══ Input records ══

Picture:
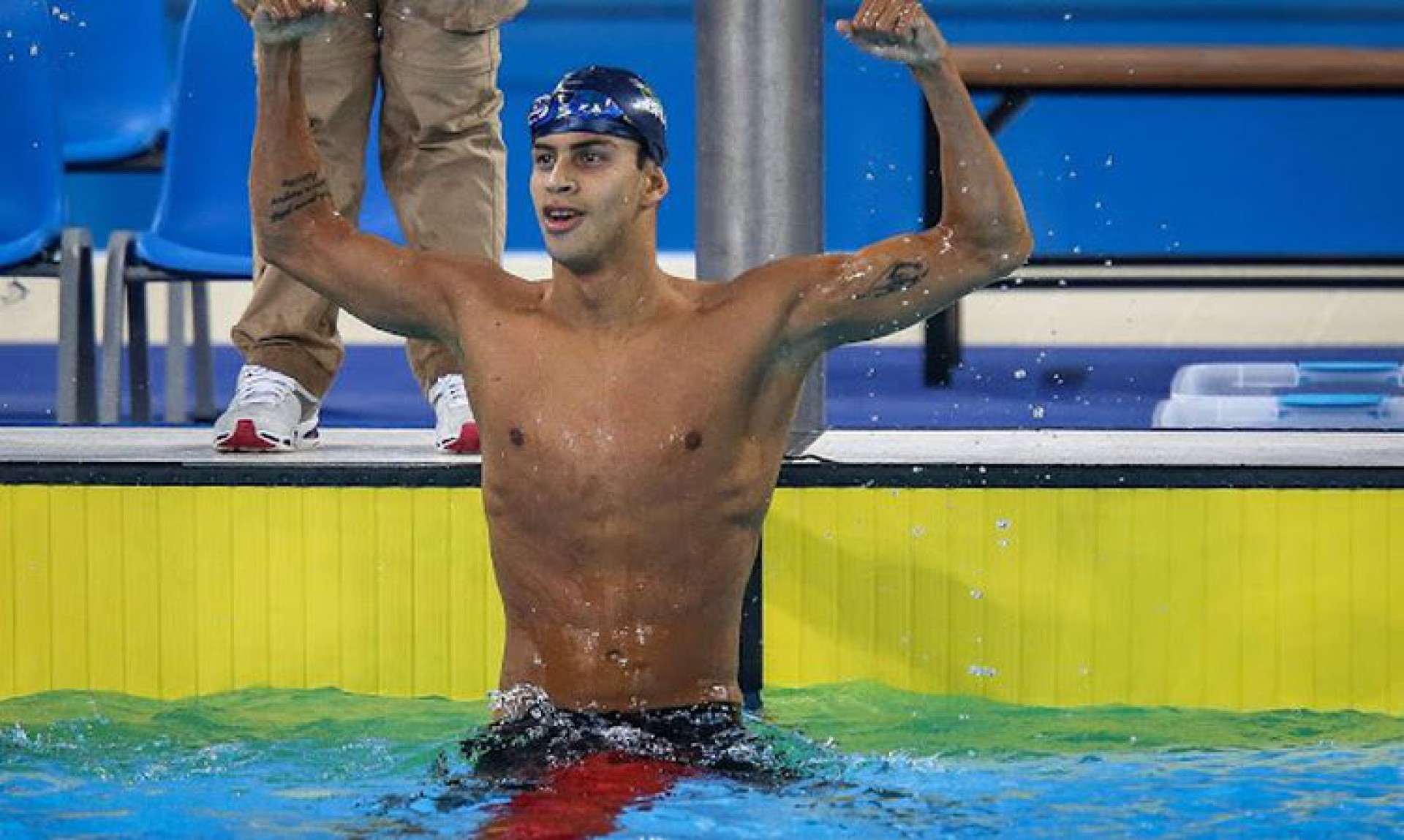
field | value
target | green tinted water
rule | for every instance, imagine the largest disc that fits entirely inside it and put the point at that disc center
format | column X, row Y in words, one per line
column 880, row 763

═══

What you will do: Echo every one of the lines above verbatim, omitting the pictures.

Answer to this exercise:
Picture:
field | value
target | green tinted water
rule | for every instance, imagine the largest disc that fits entirely inside it and put the point at that disc center
format | column X, row Y in words, one per line
column 880, row 763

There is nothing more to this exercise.